◆ Direction 1:
Please transcribe only the records from the line containing "Target: bird's body" through the end of the records, with both ends included.

◆ Provided text:
And everybody wants to get a good outcome.
So there's quite a lot of pressure to get it right and to get through your to-do list while you're on the dive.
So there's that kind of anxiety, if you like.
But it's a mix of that and the excitement
and actually going to this place and seeing it and being there.
So what's it actually like inside the submersible?
When you see pictures in books or when you see it on TV,
it looks really small.
It's like the driver and there may be a couple of scientists.
So you're all sort of stuck in their shoulder to shoulder.
It's really cramped in these submersibles.
In fact, the TV pictures perhaps don't do it justice
because often they have quite wide-angled lenses.
Sometimes I see the pictures and think,
it looks a lot more spacious than it felt.
So, yeah, I mean, it gives you some idea.
Most of them are a hollow ball, because that's a good shape for resisting pressure
evenly from all sides.
And two meters across inside.
Okay, so imagine a hollow ball two meters across.
Three of you in there.
Okay.
And because it's a ball, you're kind of all sliding down to the bottom together.
So you're kind of squeezed together at the bottom of this thing.
and there's all the instrumentation around you,
all the instrument panels and what have you.
Now, it depends a little what the sub is
you're using as to how deep you're going.
In the ones that go deepest,
beyond 1,000 meters deep,
it tends to be a hull is made of metal
because that's strongest.
So your windows, your portholes, are very small.
They're maybe just seven centimeters across on the inside.
They're actually wedges of acrylic.
So they're actually big.
bigger on the outside than they are on the inside, because then the pressure pushes it in like a wedge
and seals it shut against the hull. So, yeah, you've got to peer through these very small
portholes from the inside, but your, you know, your face is rammed up against that the whole time
because you don't want to miss anything. So, yeah, you're pushed up against that.
Looking out, but with, you know, with the responsibility of getting the job done and working your way
through the dive plan that's been carefully prepared to get everything done.
This is your visit.
We can't spend as long in the deep ocean as we would like to.
We can't visit as often as we would like to.
So you've got to get it right when you do go.
So you climb into a sub like that on the deck,
and then there's all the preparation going on outside it,
and it's often trundles out on a couple of kind of rails to the back deck of the research ship,
where it's hooked up to a very big crane,
often on something called an A-frame,
that lowers it out over the side of the stern of the ship,
and then it's lowered into the water.
And then all of the lines are detached.
You're not attached to the ship at all.
That's a very special moment
when suddenly you're rocking in the waves,
and you think, yep, that's it.

◆ Direction 2:
Rewrite the stretch of the submersible transcript from "And two meters" through "the bottom together.", putting "sphere" in place of "ball".

◆ Raw records:
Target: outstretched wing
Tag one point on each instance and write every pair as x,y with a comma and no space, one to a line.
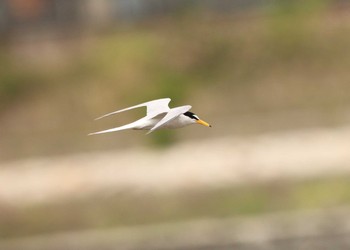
154,108
171,115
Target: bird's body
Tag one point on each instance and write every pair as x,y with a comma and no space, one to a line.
159,116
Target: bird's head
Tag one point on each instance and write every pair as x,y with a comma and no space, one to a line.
195,119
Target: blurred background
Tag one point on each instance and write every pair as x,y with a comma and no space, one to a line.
272,77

◆ Complete response 1:
Target: bird's body
Tag one point on each instance and write every pair as x,y with a comma and no space, one to a line.
159,116
Target: bird's head
Tag one point on each instance and write every pair as x,y with a comma and no space, one to a line.
195,119
Target: blurred background
Tag one point on each instance and write every pair as x,y with a comma and no space, one to a line.
272,77

◆ Complete response 2:
And two meters across inside.
Okay, so imagine a hollow sphere two meters across.
Three of you in there.
Okay.
And because it's a sphere, you're kind of all sliding down to the bottom together.